### Text segment
----------

EXXACT server usage (Neural Networks)

From SEPT Knowledge Base
Revision as of 16:09, 4 October 2023 by Xu518 (talk | contribs) (Created page with "<blockquote>''In all instances, please note that docker will be used for training'' ''A [https://uts.mcmaster.ca/services/computers-printers-and-software/virtual-private-networks-vpn/ VPN] connection is required to access this machine.'' ''Booking of this resource for extended periods is required at: [https://outlook.office365.com/owa/calendar/SEPTNNTrainingEXXactServer@mcmaster.ca/bookings/ SEPT NN Training (EXXact)]''</blockquote> === Code Editors === It is highly s...")
(diff) ← Older revision | Latest revision (diff) | Newer revision → (diff)

In all instances, please note that docker will be used for training

A VPN connection is required to access this machine.

Booking of this resource for extended periods is required at: SEPT NN Training (EXXact)

Code Editors

It is highly suggested that a code editor that integrates into remote systems is used for development alongside git.

Common IDE with remote SSH suggestions would include:

Common git hosts would include:

Creating and running a container for your code

  1. Log into Exxact server as nnuser using a ssh client, i.e. Putty, Powershell, etc. with nnuser@130.113.129.242 and password Exxact1.
  2. Create a folder with YOUR MacID using the command mkdir [MacID]
  3. Change directory into your directory using cd ./[MacID]. Do not use or override another users directory.
  4. Copy your data and python script and data into your directory using an SFTP client, i.e. FileZilla, WinSCP etc.
  5. Choose the trainer of choice
    1. Custom – A docker image you created yourself
    2. Tensorflow (https://hub.docker.com/r/tensorflow/tensorflow)
    3. PyTorch (https://hub.docker.com/r/pytorch/pytorch)
  6. For TensorFlow: Create a docker image with the following command and let it run:
    $ docker run -d --rm --name [MacID] --gpus all -u $(id -u):$(id -g) -v /data/nnuser/[MacID]/:/data tensorflow/tensorflow:latest-gpu python /data/main.py
    This will:
    1. Create an image with your MacID as the name (--name [MacID])
    2. Remove the image once its done (--rm should be removed while testing and getting your files setup)
    3. Allow you access to the files that you saved (--user $UID)

----------

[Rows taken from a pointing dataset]
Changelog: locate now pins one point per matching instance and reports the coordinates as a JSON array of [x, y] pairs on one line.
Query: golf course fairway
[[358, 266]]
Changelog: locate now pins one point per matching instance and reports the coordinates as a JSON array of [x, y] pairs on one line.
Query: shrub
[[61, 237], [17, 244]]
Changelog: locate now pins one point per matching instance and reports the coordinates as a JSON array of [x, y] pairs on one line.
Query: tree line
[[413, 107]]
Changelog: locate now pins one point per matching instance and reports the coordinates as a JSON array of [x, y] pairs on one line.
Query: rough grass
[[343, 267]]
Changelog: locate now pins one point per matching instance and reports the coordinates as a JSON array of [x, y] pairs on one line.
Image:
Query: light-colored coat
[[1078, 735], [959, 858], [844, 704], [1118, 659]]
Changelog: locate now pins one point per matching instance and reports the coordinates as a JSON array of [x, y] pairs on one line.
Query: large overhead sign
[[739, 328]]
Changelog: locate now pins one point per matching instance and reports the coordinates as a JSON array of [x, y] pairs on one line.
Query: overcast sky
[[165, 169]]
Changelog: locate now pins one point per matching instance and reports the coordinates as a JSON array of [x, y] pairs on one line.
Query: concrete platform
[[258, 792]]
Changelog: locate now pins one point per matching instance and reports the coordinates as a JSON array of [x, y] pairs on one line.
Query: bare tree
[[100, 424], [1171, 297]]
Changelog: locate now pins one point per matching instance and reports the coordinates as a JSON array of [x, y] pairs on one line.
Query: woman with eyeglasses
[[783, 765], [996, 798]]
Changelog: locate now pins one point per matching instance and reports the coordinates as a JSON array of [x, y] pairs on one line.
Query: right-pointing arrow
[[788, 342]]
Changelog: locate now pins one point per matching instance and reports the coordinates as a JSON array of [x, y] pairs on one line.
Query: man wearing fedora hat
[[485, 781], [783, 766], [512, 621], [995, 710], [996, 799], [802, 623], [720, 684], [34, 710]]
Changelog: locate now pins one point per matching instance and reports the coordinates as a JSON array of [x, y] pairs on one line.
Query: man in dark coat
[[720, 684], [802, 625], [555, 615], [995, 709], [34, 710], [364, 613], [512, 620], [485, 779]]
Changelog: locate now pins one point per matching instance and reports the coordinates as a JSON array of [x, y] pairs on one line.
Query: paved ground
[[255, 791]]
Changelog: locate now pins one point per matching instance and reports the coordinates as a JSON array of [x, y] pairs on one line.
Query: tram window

----------

### What to work on
a. Name every trainer option offered in step 5 of the server usage page.
b. According to the server usage page, what does the --rm flag in the TensorFlow docker command do, and when should it be left out of the command?

### Answer set
a.
1. Custom: a docker image you created yourself
2. Tensorflow (https://hub.docker.com/r/tensorflow/tensorflow)
3. PyTorch (https://hub.docker.com/r/pytorch/pytorch)

b. The --rm flag removes the image once its run is done. The page says it should be removed from the command while testing and while getting your files set up.